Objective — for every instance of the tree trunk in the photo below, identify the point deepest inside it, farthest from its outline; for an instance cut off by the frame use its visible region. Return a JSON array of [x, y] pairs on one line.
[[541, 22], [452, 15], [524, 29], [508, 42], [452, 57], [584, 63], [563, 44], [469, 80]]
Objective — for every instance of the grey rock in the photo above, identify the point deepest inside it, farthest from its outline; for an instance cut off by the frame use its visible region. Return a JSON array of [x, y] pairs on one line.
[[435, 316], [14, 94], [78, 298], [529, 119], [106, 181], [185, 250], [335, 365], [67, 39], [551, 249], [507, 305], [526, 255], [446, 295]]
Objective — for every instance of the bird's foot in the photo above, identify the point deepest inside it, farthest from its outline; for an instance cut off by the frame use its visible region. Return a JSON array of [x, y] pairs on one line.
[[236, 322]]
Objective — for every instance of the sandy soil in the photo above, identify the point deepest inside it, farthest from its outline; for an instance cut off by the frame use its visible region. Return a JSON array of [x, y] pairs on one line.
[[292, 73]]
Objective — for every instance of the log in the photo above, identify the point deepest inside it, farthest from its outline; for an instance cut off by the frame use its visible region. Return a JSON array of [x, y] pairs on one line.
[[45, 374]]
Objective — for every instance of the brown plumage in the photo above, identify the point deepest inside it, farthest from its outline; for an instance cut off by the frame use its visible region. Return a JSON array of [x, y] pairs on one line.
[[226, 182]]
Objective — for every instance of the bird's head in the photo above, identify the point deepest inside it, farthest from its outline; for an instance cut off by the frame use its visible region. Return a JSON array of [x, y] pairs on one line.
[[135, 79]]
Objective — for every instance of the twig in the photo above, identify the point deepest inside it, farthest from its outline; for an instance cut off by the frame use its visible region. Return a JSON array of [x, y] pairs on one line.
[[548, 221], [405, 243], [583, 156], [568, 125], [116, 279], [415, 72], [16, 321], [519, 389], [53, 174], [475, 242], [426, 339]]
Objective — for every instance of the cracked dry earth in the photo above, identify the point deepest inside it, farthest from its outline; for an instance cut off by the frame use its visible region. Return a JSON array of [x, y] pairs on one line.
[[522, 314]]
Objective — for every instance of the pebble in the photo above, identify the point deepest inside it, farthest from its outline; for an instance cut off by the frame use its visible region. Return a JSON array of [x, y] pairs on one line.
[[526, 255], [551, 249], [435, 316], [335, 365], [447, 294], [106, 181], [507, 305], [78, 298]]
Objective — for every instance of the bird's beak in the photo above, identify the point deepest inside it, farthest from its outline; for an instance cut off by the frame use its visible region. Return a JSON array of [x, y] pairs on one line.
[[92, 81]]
▬▬▬
WHAT NEEDS TO BE DONE:
Copy exactly the lines that begin with the one containing "Objective — for every instance of the twig" and continue to the end of the records, both included, and nothing more.

WRITTEN RESPONSE:
Objective — for every instance of the twig in the photo above, identify the point deepest inside it, farthest from its outline; for an instance cut off by the frame use its visible region. Return a JSON array of [x, y] pairs on one line.
[[548, 221], [405, 243], [583, 156], [568, 125], [116, 279], [415, 72], [16, 321], [519, 389], [53, 174], [475, 242], [426, 339]]
Objective — for every instance of the cracked dry earth in the photo above, identify the point deepest inside it, farthest from its outline; for an instance cut off by the frame use its visible region. Return a JSON array of [x, y] pairs on one line.
[[522, 314]]
Objective — for every instance of the pebble in the photo above, identify the point deepest inside it, farthest from its outline; for an instance cut off by the frame use its visible region. Return a JSON array of [x, y] pairs on one line.
[[526, 255], [551, 249], [435, 316], [335, 365], [447, 294], [106, 181], [507, 305], [78, 298]]
Objective — for every instance of the bird's beak in the photo above, identify the point deepest inside it, farthest from its outline; for an instance cut off by the frame use its visible region. Return a JSON array of [x, y] pairs on one line.
[[92, 81]]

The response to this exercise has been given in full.